▸ **Excerpt to read**

· · ·

It could be something as simple as a window to allow light into the workspace. An easy addition, and one now widely understood to fuel happier, less-stressed humans — but the benefit of natural light in building design wasn’t clear until someone risked an unconventional opinion.
“The idea of looking holistically at things, to my mind, is something that’s long overdue,” says Dr. Brian R. Sinclair, PhD, professor of architecture and environmental design, and former dean, at UCalgary.
“Many problems today are super complex, and you simply can’t have a single discipline, single field or single designer determining an outcome — it needs to be broader.”
Building better spaces and places for everyone
Such outside-the-box conversations are the crux of a Canada-wide discussion on architecture and environmental design spearheaded in part by UCalgary, and now involving 14 Canadian universities working under a $8.6 million grant led by the Social Science and Humanities Research Council of Canada (SSHRC). Entitled Quality in Canada’s Built Environment: Roadmaps to Equity, Social Value and Sustainability, the project connects 70 academic researchers with 68 public, private and not-for-profit organizations.
The results could change architectural practices across Canada, by making Canada’s buildings and spaces better places for everyone.
“Rather than just asking the so-called ‘experts’ or licensed professions what makes a good building or a good landscape, we’re also asking the end users,” explains Sinclair.
“What do you think is good, and what are your needs, and what are your aspirations?”

· · ·

▸ **Material supplied**
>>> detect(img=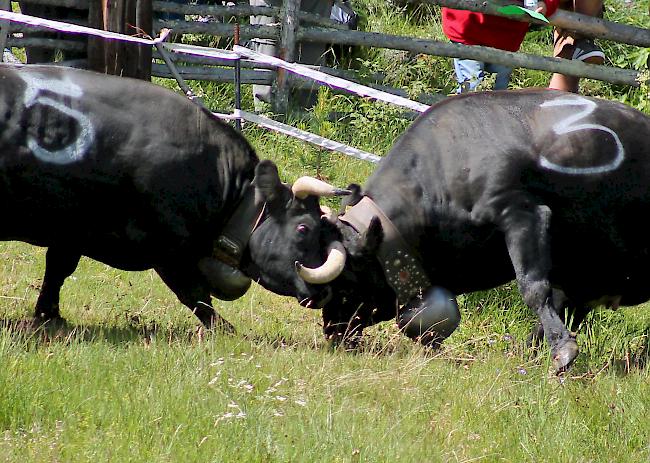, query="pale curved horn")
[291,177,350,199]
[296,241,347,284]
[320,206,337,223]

· · ·

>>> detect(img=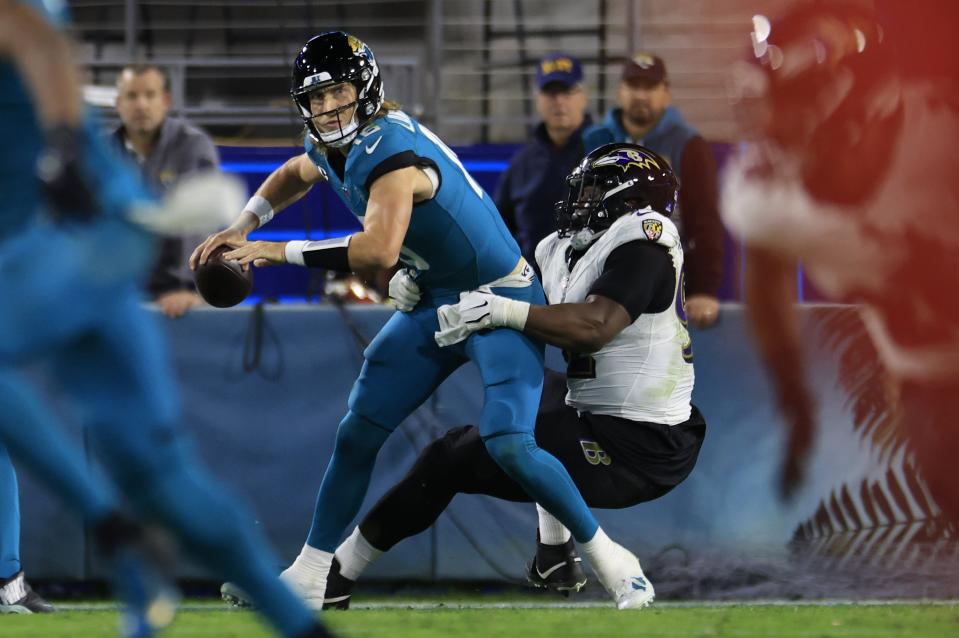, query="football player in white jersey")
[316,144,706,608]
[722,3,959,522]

· · ·

▸ **Work instructions**
[A] Answer these questions about the article on Canada's built environment, one per line:
(i) What roles does Brian R. Sinclair hold or has he held at UCalgary?
(ii) How many Canadian universities are now part of the project?
(iii) How many public, private and not-for-profit organizations does the project connect with its researchers?
[B] Please write out a passage of the article on Canada's built environment, beginning at the words "It could be" and ending after the words "an unconventional opinion.".

▸ **Written responses**
[A]
(i) Professor of architecture and environmental design, and former dean
(ii) 14
(iii) 68

[B]
It could be something as simple as a window to allow light into the workspace. An easy addition, and one now widely understood to fuel happier, less-stressed humans — but the benefit of natural light in building design wasn’t clear until someone risked an unconventional opinion.